- Texte extrait:
########################################

CA AIX-EN-PROVENCE (3e ch.), 26 septembre 1996
CERCLAB/CRDP - DOCUMENT N° 757
CA AIX-EN-PROVENCE (3e ch.), 26 septembre 1996 : RG n° 92-4348 ; arrêt n° 312
Publication : Juris-Data n° 047189
Extrait : « …la prévision, lors de la signature du contrat, d'un engagement immédiat et définitif du consommateur, est une clause abusive ; Que d'autre part, la renonciation par l'intimée, au bénéfice des dispositions de l'article 8.3 des conditions générales du contrat souscrit, laisse subsister, en l'espèce, la possibilité de résiliation unilatérale, au profit du seul constructeur ; Qu'il apparaît, en conséquence, que le constructeur s'oblige sous une condition potestative portant sur sa seule volonté ; Attendu, qu'en application des dispositions de l'article 1174 du Code Civil, cette obligation est nulle, et entraîne la nullité du contrat tout entier, s'agissant d'un contrat synallagmatique ».
COUR D’APPEL D’AIX-EN-PROVENCE
AU NOM DU PEUPLE FRANÇAIS
TROISIÈME CHAMBRE
ARRÊT DU 26 SEPTEMBRE 1996
ÉLÉMENTS D’IDENTIFICATION DE LA DÉCISION (N.B. : mention ne figurant pas sur l’original)
R.G. n° 92-4348. Arrêt n° 312. Arrêt de la 3ème Chambre Civile en date du 26 septembre 1996 prononcé sur appel d'un jugement rendu le 20 novembre 1990 par le Tribunal de Grande Instance d'AIX EN PROVENCE.
COMPOSITION DE LA COUR LORS DES DÉBATS ET DU DÉLIBÉRÉ :
PRÉSIDENT : Monsieur PIZZETTA
CONSEILLERS : Monsieur FARJON Mademoiselle CIABRINI
GREFFIER : (présente uniquement aux débats) Mademoiselle DAMOUR
DÉBATS : A l'audience publique du 19 juin 1996, Le Président a avisé les parties que le délibéré serait rendu le 26 septembre 1996
PRONONCÉ : A l'audience publique du 26 septembre 1996 par Mademoiselle CIABRINI, Conseiller, assisté de Madame PHILIBERT Greffier
NATURE DE L'ARRÊT : CONTRADICTOIRE
[minute page 2]
NOMS DES PARTIES :
APPELANTE :
Société MAISON IDEALE PROVENCE COTE D'AZUR SARL
Dont le siège social est [adresse], prise en la personne de son représentant légal en exercice y domicilié. APPELANTE, Représentée par la SCP DE ST FERREOL & TOUBOUL, Avoué, Plaidant par Maître ABENZA, Avocat au Barreau d'AIX EN PROVENCE.

########################################

- Données sources:

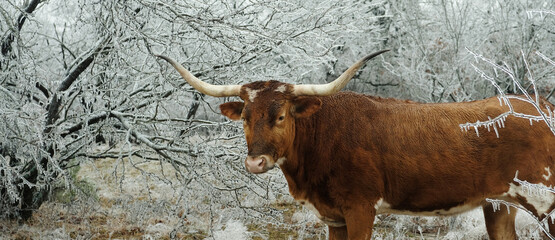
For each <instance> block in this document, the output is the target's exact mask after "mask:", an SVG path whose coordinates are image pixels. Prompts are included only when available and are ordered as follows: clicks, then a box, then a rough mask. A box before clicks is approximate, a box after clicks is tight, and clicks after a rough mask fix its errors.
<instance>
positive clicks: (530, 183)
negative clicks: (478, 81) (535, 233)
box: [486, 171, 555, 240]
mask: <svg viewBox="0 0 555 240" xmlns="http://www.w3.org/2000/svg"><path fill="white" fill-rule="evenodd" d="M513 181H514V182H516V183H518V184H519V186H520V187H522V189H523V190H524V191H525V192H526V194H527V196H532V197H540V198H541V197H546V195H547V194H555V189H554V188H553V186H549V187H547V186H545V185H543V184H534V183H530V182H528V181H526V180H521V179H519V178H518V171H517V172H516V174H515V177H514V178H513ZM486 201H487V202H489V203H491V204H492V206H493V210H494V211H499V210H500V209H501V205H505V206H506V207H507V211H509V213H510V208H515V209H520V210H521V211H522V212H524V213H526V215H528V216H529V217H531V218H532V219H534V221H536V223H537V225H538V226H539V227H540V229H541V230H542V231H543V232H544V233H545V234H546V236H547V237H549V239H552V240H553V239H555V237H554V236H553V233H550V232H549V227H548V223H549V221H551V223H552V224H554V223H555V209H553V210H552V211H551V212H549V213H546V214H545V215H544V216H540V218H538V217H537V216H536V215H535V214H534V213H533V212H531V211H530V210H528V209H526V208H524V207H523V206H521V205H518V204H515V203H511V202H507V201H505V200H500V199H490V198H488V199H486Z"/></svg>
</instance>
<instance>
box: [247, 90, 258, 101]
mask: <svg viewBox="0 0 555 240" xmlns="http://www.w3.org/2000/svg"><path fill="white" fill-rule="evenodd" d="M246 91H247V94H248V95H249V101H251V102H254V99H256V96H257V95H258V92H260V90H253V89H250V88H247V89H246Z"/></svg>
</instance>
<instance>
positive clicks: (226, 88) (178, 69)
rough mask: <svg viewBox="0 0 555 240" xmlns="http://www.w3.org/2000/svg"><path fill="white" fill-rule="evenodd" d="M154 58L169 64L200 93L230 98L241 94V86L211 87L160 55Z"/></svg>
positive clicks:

########################################

- Exploitation du document:
1 - Recopiez le passage de l'arrêt qui commence à « R.G. n° 92-4348. » et finit à « Instance d'AIX EN PROVENCE. », en substituant « tribunal judiciaire » à « Tribunal de Grande Instance ».
2 - Présentez sous forme de liste le paragraphe de l'arrêt qui commence par « Extrait », en conservant ses faits principaux.
Les items ne jouent ici aucun rôle.

- Réponses par exercice:
1 -
R.G. n° 92-4348. Arrêt n° 312. Arrêt de la 3ème Chambre Civile en date du 26 septembre 1996 prononcé sur appel d'un jugement rendu le 20 novembre 1990 par le tribunal judiciaire d'AIX EN PROVENCE.

2 -
- Prévoir, à la signature du contrat, un engagement immédiat et définitif du consommateur constitue une clause abusive.
- L'intimée a renoncé au bénéfice de l'article 8.3 des conditions générales. Cette renonciation laisse au seul constructeur la possibilité de résilier unilatéralement le contrat.
- Le constructeur s'oblige donc sous une condition potestative qui dépend de sa seule volonté.
- En application de l'article 1174 du Code Civil, cette obligation est nulle.
- Le contrat étant synallagmatique, cette nullité entraîne celle du contrat tout entier.